_Stated problem_:
Copy out the entries below, substituting "display" for each occurrence of "monitor" and leaving everything else unchanged.

Records excerpted from a collection
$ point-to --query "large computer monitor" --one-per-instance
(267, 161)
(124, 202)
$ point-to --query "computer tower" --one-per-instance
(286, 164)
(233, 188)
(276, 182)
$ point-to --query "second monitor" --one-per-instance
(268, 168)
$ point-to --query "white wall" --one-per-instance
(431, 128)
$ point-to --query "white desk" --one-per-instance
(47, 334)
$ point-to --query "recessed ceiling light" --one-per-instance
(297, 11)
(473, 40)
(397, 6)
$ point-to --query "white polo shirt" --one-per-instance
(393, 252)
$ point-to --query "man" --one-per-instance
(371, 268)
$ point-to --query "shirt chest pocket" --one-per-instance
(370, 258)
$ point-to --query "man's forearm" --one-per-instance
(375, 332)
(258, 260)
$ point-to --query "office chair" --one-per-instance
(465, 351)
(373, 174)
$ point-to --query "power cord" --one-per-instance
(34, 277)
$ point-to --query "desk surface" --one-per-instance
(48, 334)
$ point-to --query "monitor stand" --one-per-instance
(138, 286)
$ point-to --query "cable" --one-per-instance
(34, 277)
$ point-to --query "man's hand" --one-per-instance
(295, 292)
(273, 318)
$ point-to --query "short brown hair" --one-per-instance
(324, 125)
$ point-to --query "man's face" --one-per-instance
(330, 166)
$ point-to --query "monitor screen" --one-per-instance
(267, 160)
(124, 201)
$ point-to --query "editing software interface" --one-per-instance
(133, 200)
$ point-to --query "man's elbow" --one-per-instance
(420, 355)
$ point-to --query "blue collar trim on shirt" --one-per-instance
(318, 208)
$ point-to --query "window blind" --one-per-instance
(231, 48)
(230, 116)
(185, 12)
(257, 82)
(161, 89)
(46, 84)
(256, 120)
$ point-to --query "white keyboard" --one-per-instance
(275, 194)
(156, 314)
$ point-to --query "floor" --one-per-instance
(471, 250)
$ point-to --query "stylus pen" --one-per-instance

_Correct result_:
$ point-to --query "large computer display" --one-per-instance
(267, 161)
(124, 202)
$ point-to --query "computer tower" --one-per-instance
(286, 164)
(233, 188)
(276, 182)
$ point-to --query "second display" --one-per-instance
(268, 168)
$ point-to --query "white wall" --one-per-instance
(431, 128)
$ point-to --query "white desk" --one-per-instance
(47, 334)
$ point-to --query "recessed ceiling light" --one-per-instance
(297, 11)
(473, 40)
(397, 6)
$ point-to --query "white polo shirt" --one-per-instance
(393, 252)
$ point-to --query "man" --one-per-instance
(371, 268)
$ point-to --query "shirt chest pocket" --one-per-instance
(370, 258)
$ point-to --query "man's forearm" --one-per-instance
(375, 332)
(258, 260)
$ point-to --query "office chair" --one-per-instance
(465, 351)
(373, 174)
$ point-to --query "power cord" --one-per-instance
(34, 277)
$ point-to --query "desk surface" --one-per-instance
(48, 334)
$ point-to --query "display stand" --one-per-instance
(138, 286)
$ point-to --query "cable" --one-per-instance
(34, 277)
$ point-to --query "man's hand" --one-per-instance
(295, 292)
(273, 318)
$ point-to --query "short brown hair" --one-per-instance
(324, 125)
$ point-to --query "man's face" --one-per-instance
(330, 166)
$ point-to --query "display screen" --one-per-instance
(267, 160)
(124, 201)
$ point-to --query "editing software interface" --one-per-instance
(133, 200)
$ point-to --query "man's elbow" --one-per-instance
(420, 355)
$ point-to --query "blue collar trim on shirt" --one-per-instance
(318, 208)
$ point-to --query "window blind" --one-per-instance
(231, 48)
(230, 116)
(185, 12)
(257, 82)
(161, 89)
(46, 84)
(256, 120)
$ point-to --query "white keyboard" --one-per-instance
(275, 194)
(156, 314)
$ point-to --query "floor" --one-per-instance
(471, 250)
$ point-to --query "stylus pen" --one-per-instance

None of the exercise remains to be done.